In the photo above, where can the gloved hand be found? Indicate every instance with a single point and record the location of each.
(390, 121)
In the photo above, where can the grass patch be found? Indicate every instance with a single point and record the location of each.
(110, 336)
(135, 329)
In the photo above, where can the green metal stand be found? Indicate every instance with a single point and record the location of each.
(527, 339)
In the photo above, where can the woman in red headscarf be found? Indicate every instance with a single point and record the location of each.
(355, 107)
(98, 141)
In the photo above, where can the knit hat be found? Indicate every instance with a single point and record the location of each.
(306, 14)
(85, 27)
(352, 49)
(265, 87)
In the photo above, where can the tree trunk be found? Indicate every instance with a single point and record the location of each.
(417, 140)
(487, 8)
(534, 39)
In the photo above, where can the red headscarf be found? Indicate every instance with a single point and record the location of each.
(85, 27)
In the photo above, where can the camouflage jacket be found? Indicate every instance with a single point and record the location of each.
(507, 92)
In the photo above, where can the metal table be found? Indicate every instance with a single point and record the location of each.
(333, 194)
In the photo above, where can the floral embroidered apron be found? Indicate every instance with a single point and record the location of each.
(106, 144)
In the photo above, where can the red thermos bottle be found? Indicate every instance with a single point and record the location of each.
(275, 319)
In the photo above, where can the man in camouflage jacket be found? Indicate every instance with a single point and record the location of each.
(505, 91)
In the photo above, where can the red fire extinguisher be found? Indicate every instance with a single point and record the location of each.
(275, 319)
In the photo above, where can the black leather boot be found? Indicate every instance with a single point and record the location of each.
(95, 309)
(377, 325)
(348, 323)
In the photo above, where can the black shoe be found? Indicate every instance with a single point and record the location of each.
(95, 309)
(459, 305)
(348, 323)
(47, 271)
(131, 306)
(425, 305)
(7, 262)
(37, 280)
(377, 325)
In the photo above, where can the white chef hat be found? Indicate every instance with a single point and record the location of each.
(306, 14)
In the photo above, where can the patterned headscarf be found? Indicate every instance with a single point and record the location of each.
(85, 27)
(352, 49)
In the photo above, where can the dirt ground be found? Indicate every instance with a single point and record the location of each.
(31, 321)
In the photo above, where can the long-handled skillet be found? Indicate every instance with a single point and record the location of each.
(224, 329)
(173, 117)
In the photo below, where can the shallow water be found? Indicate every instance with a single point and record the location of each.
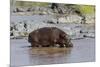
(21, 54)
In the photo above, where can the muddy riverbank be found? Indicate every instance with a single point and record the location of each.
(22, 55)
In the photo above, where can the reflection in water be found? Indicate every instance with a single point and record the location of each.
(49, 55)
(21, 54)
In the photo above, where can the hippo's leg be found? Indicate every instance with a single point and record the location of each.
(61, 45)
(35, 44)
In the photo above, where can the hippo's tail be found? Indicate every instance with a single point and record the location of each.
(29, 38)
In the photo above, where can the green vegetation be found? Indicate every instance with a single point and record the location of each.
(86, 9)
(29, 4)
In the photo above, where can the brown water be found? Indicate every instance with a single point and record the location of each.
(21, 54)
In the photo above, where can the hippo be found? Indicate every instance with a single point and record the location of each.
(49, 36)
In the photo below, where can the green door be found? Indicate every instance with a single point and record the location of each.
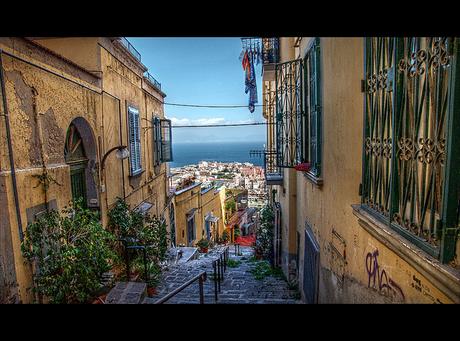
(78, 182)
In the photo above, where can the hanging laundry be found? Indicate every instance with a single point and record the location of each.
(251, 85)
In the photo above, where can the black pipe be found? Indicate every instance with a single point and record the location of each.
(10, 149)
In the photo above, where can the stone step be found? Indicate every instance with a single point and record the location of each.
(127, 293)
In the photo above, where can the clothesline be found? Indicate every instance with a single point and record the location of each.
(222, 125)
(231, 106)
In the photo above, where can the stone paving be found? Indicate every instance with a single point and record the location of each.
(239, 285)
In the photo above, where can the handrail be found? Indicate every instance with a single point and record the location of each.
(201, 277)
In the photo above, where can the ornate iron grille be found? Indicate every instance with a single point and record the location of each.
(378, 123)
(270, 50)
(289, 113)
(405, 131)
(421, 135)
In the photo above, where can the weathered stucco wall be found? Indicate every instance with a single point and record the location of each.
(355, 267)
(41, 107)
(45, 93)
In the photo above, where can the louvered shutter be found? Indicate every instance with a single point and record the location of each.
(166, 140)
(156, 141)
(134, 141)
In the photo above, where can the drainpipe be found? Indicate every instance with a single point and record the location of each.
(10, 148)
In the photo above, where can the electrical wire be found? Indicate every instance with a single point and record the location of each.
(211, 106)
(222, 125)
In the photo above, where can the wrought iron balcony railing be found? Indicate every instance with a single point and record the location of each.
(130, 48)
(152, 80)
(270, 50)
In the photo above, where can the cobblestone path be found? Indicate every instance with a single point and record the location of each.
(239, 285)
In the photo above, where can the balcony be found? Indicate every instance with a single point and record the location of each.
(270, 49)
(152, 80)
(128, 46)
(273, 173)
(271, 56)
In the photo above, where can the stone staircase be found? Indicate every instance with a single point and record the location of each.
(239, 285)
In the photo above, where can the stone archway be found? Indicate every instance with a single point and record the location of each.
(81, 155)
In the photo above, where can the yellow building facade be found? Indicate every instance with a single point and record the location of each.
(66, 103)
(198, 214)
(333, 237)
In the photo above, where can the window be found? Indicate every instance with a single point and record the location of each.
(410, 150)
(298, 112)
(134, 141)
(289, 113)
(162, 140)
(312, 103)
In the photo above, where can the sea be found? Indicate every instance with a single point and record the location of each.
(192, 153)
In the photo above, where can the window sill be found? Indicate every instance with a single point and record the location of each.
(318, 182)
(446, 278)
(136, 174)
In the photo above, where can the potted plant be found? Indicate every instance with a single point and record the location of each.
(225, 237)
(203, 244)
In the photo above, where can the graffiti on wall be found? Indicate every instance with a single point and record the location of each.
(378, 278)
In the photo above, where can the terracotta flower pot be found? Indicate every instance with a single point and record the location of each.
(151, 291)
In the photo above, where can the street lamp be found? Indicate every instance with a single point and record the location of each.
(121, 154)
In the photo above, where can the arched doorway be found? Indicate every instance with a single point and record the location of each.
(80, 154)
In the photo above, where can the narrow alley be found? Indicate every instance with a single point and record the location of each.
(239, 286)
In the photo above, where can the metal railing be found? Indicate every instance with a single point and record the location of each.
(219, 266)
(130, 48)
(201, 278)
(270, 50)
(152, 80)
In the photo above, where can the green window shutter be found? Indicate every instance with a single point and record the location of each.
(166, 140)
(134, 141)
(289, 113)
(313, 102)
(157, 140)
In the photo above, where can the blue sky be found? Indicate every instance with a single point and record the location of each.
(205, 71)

# # # #

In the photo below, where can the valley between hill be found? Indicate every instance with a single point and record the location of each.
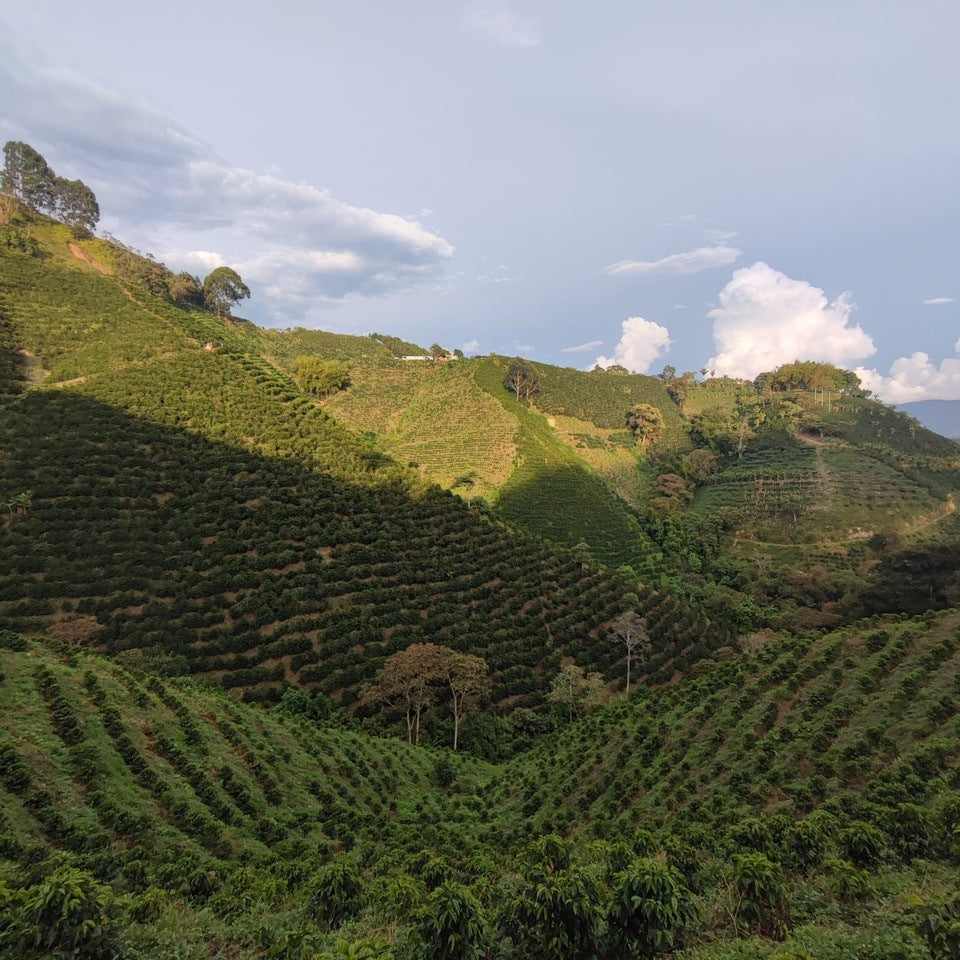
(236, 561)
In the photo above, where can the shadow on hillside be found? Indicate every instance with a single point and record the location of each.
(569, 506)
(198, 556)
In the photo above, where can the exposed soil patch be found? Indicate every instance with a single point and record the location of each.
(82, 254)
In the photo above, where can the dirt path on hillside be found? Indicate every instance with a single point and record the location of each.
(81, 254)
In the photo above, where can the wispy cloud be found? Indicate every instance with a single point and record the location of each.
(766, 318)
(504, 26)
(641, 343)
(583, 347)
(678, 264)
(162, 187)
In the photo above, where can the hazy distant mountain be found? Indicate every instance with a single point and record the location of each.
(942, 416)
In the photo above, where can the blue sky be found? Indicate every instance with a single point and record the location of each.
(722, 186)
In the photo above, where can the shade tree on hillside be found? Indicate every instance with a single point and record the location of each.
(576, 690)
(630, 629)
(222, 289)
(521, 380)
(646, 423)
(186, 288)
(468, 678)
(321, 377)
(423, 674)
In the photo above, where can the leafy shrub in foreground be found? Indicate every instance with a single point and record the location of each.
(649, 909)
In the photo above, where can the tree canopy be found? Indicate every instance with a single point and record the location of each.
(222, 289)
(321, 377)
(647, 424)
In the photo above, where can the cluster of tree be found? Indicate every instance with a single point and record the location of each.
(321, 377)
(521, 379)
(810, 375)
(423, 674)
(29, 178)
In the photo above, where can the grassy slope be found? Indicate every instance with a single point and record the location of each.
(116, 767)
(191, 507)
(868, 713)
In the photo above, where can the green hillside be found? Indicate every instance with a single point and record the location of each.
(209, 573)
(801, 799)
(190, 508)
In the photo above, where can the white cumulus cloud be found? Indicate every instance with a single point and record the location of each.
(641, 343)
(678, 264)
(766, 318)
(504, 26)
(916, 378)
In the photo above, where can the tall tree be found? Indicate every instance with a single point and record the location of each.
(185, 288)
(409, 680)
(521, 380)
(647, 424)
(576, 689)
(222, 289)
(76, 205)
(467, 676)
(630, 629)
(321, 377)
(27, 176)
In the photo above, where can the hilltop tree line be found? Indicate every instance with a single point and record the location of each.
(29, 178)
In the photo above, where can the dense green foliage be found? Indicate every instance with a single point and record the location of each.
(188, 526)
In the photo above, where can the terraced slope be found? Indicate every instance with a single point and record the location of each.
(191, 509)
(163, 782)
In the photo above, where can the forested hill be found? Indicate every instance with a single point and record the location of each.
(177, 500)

# # # #

### Work required
Find every line in the records above that contains the word "shutter", matching case, and copy each of those lines.

### Reply to the task
In the photo above, where can the louvered shutter be found? Indicate every instance with a single point and record the location of each.
In the photo above, where can the green window shutter be found? Indicate every instance with a single point and record the location of each.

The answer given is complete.